> [Given request] List each line below that contains the word "plank", copying every such line in full.

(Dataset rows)
# # # # # # #

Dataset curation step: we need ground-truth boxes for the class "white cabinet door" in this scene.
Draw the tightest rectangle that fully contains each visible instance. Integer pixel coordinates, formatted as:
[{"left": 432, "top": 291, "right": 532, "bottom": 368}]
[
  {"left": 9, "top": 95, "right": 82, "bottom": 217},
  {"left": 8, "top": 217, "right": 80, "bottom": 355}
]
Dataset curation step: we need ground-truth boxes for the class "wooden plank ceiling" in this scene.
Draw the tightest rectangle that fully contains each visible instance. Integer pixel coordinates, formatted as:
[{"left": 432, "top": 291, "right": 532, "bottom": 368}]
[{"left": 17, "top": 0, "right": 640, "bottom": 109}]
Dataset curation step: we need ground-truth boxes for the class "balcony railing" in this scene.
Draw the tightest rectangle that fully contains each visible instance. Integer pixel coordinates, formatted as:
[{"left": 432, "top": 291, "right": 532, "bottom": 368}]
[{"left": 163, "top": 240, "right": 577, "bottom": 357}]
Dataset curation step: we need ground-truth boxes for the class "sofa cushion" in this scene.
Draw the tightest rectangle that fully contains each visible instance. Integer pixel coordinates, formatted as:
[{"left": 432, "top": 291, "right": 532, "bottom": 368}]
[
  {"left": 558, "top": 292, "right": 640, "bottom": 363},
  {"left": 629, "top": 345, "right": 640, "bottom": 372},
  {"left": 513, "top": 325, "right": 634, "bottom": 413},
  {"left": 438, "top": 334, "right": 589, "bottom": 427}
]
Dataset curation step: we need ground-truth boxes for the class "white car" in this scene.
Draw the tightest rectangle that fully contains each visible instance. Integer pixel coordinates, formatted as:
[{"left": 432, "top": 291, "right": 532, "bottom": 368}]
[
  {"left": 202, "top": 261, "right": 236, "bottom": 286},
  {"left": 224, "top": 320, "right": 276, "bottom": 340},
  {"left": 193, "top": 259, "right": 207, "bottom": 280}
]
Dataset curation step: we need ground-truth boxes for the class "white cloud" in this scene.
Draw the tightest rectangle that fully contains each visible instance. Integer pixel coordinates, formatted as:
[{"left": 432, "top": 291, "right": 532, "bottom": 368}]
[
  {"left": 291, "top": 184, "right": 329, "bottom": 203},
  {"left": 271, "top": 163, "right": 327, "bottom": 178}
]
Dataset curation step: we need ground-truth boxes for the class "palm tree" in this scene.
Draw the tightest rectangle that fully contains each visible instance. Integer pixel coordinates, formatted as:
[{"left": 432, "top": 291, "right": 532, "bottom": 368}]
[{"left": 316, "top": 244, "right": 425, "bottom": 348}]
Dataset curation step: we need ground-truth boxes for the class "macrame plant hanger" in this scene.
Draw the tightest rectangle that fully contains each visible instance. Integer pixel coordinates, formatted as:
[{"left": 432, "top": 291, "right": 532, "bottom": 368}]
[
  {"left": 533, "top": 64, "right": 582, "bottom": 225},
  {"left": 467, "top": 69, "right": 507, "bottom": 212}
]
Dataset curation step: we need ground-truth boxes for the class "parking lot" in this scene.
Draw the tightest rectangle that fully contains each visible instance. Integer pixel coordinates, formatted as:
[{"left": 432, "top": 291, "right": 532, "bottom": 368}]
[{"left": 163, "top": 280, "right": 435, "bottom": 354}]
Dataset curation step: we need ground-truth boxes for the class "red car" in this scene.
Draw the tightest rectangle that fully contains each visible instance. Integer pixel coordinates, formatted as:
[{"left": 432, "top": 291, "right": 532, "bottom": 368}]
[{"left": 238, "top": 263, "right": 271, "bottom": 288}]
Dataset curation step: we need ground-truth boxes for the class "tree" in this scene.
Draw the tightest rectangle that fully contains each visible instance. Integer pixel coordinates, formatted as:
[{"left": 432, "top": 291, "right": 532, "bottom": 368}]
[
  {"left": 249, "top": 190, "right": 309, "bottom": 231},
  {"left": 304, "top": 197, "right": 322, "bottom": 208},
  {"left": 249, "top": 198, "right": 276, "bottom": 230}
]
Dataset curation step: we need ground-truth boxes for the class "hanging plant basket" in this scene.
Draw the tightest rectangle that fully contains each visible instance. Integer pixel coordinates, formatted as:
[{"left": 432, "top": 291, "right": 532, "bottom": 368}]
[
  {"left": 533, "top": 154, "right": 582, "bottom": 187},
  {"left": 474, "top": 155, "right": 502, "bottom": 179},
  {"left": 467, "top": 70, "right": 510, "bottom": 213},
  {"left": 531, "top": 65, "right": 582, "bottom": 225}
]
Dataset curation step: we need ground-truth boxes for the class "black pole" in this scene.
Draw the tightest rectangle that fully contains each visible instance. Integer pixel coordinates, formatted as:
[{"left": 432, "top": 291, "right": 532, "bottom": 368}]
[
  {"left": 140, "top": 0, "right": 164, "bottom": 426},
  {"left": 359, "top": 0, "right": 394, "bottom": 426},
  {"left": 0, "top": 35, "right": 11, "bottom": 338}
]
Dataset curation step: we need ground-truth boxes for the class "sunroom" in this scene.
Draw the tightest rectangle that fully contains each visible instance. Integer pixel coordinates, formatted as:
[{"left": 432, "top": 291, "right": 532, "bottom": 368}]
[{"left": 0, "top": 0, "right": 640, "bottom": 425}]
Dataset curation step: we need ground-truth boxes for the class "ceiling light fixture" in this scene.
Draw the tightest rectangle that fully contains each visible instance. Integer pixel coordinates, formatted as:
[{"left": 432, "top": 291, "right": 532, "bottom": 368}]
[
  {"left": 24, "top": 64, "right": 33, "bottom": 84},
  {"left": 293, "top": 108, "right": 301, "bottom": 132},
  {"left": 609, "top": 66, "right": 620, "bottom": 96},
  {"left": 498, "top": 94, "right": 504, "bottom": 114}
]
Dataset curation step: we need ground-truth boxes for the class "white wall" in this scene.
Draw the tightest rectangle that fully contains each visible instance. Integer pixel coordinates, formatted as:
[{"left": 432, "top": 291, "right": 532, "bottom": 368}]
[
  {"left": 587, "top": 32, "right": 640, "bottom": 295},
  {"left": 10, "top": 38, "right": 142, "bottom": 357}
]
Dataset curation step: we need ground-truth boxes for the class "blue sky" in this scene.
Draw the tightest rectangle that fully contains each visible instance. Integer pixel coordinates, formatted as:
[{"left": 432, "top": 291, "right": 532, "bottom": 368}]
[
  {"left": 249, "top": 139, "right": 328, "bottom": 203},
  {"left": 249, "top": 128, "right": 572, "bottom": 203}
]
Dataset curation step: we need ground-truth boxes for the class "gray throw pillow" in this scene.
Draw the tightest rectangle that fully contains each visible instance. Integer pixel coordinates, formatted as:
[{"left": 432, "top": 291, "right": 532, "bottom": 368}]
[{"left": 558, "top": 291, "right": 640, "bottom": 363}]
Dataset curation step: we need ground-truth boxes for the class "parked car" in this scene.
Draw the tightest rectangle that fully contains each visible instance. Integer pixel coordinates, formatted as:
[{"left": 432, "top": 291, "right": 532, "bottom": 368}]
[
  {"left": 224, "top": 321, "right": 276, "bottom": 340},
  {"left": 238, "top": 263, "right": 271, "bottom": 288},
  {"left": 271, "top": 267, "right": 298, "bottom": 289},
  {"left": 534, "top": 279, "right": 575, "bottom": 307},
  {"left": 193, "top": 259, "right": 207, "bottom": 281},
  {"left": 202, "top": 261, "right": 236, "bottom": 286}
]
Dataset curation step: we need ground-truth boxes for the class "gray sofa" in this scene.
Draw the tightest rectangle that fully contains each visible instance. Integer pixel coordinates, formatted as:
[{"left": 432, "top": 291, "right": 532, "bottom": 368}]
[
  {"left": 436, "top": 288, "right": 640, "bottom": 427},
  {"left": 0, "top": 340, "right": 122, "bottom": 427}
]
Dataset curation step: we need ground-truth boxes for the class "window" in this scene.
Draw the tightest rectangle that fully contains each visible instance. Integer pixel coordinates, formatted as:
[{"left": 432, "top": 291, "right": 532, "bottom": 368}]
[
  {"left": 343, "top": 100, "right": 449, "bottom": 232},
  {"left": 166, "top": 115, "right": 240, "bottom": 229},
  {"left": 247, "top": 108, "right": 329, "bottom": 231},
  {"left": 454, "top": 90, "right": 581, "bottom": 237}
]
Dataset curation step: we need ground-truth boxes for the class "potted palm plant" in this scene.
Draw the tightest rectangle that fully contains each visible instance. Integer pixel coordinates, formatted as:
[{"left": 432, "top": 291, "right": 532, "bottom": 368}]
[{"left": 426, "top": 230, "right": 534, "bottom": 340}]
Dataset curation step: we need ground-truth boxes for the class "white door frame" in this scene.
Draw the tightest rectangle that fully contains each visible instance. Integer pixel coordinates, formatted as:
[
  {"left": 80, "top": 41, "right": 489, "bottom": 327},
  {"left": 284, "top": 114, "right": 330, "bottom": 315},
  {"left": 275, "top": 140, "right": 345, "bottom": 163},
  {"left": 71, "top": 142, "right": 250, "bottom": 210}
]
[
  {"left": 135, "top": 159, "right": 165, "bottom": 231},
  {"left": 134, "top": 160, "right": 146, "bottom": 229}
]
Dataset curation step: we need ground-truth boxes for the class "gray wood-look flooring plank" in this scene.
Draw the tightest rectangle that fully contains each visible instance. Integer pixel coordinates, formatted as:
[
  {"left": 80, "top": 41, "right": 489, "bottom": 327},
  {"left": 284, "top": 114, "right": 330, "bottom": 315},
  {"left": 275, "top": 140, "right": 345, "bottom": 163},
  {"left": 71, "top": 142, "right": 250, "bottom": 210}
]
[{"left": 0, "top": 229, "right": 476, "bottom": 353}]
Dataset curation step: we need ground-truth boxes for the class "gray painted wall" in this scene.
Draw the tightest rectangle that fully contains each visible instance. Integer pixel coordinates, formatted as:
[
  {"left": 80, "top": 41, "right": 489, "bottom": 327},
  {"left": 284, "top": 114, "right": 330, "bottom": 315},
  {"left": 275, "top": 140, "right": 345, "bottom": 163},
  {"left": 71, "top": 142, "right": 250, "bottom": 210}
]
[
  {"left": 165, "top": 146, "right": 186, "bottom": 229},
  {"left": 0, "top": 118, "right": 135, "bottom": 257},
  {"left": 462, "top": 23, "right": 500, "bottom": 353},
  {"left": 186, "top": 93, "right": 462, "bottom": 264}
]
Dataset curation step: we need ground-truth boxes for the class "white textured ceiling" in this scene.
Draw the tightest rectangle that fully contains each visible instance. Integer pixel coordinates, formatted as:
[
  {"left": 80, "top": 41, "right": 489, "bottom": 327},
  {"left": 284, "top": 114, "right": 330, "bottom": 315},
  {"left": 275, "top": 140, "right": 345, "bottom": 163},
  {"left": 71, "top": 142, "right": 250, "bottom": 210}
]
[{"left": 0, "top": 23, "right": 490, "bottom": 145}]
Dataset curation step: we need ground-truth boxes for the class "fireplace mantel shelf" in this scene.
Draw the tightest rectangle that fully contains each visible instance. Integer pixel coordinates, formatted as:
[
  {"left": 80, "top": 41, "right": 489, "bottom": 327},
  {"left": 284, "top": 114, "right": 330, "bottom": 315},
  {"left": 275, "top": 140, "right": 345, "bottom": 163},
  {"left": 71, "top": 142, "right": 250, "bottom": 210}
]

# # # # # # #

> [Correct output]
Dataset curation step: we need ground-truth boxes for the class "wooden plank ceiling" in this scene.
Dataset curation step: we need ground-truth boxes for the class "gray wood-look flooring plank" in this scene.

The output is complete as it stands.